=== Supplied records ===

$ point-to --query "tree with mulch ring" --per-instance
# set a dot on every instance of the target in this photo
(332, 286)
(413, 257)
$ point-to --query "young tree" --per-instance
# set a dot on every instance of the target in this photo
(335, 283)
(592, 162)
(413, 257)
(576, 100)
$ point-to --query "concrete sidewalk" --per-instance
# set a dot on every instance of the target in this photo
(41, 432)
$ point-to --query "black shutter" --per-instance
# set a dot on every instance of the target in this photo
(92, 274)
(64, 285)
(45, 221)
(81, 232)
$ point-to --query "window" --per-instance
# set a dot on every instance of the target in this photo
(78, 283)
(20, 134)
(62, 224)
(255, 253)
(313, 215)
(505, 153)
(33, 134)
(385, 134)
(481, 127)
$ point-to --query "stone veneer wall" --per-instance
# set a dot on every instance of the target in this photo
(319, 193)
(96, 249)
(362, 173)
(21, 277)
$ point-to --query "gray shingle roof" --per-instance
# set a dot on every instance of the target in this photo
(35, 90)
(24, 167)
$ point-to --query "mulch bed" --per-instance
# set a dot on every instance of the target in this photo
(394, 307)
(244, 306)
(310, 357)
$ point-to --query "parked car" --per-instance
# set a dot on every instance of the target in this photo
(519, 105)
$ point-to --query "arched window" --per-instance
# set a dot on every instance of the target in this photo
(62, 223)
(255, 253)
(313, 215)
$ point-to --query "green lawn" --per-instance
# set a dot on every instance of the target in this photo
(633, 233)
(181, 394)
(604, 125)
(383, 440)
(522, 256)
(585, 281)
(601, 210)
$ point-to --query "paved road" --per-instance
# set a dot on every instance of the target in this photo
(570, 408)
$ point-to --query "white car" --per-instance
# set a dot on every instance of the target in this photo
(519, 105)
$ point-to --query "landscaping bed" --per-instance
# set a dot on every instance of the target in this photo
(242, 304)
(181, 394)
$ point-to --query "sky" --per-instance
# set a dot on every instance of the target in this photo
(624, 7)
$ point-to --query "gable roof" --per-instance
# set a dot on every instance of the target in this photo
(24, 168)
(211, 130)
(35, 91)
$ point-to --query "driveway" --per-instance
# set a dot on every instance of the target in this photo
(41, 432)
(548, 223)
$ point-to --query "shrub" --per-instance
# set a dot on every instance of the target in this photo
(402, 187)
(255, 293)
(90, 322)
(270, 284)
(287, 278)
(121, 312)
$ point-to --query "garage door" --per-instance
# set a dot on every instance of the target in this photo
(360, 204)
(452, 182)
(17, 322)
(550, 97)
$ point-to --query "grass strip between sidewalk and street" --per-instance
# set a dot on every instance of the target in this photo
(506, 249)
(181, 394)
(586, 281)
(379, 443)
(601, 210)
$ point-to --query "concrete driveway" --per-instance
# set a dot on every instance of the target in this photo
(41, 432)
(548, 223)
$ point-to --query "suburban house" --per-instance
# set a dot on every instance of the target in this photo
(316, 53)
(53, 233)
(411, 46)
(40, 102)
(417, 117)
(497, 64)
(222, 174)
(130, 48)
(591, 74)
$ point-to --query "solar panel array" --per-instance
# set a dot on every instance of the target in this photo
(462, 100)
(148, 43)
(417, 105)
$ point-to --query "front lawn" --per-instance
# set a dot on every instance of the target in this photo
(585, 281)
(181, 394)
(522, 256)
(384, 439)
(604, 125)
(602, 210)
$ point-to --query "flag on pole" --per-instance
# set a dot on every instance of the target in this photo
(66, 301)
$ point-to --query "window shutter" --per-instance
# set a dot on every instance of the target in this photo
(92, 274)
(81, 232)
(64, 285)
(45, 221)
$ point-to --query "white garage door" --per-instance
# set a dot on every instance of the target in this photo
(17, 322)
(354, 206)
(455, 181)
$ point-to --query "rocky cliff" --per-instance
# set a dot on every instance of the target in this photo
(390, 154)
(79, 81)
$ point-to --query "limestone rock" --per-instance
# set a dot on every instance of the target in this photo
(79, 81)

===
=== Supplied records ===

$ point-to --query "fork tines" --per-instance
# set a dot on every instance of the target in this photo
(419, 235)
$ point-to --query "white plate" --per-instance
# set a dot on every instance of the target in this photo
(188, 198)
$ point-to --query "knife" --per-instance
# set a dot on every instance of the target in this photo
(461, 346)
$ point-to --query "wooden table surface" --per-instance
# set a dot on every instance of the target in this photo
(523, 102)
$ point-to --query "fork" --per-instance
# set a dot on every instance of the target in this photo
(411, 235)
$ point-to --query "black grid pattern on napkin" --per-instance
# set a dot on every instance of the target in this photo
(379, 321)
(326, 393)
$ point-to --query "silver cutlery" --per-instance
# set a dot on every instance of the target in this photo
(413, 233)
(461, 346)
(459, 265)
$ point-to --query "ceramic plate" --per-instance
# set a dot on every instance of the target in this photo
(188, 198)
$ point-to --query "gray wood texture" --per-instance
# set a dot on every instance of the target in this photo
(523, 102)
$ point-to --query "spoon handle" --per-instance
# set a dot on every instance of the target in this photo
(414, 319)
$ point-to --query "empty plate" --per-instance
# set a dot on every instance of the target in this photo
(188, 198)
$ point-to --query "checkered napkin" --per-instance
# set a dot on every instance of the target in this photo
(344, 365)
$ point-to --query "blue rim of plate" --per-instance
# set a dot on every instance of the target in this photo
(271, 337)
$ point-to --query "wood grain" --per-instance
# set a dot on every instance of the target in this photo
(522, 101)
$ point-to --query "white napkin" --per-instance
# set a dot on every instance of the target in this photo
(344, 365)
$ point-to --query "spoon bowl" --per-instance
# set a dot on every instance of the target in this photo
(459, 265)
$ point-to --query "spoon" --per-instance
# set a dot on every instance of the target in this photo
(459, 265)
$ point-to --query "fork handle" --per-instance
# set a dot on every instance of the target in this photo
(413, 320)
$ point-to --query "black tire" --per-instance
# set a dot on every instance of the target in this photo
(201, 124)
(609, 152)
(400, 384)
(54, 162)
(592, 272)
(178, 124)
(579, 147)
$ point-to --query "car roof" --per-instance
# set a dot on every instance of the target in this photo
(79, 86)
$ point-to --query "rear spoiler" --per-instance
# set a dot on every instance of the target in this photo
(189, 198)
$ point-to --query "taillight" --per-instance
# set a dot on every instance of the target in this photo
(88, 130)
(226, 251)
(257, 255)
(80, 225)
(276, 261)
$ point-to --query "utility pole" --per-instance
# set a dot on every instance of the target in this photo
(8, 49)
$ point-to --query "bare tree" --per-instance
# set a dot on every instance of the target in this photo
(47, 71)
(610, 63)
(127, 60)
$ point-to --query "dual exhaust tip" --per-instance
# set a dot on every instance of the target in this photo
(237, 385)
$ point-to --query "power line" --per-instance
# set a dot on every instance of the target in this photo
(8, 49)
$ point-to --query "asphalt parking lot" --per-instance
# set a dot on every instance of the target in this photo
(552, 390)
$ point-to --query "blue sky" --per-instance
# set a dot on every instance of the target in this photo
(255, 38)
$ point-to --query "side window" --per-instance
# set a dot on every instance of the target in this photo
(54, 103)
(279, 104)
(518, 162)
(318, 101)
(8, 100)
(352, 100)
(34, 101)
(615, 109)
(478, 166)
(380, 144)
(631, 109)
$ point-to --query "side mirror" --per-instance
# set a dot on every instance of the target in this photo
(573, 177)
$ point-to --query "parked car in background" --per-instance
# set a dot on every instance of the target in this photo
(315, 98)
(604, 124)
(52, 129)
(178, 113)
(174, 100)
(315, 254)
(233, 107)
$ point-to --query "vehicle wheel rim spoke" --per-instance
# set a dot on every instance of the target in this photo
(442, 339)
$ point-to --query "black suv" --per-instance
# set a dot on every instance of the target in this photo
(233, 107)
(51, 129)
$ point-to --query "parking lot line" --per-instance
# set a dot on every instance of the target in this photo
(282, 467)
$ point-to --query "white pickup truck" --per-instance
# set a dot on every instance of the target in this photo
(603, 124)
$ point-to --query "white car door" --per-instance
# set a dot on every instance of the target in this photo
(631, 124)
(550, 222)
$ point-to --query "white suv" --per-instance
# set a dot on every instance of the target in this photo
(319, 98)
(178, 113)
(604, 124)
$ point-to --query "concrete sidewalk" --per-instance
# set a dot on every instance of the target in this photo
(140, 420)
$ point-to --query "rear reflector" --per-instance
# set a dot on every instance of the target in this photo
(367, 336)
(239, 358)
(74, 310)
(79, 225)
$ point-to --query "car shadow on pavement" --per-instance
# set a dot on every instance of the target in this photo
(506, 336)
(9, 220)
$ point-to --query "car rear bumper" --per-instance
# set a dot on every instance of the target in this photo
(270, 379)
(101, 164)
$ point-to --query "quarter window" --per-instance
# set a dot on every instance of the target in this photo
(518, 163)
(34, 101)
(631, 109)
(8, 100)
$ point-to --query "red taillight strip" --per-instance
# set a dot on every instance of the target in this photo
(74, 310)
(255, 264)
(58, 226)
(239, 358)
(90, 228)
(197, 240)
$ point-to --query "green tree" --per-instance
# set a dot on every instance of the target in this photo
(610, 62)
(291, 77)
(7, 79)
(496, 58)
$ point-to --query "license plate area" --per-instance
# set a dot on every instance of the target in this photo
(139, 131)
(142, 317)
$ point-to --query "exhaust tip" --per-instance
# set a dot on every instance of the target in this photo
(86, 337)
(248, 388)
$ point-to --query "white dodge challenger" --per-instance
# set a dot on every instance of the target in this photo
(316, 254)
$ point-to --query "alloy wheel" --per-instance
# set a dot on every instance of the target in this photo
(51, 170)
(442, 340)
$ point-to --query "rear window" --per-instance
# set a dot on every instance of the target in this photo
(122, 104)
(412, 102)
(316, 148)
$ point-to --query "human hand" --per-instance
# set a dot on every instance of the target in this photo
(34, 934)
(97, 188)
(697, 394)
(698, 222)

===

The task —
Look through the lines above and collect those with the word "taillight".

Response to the exercise —
$ point-to --query "taillight" --per-instance
$ point-to --query "red taillight strip" --per-instance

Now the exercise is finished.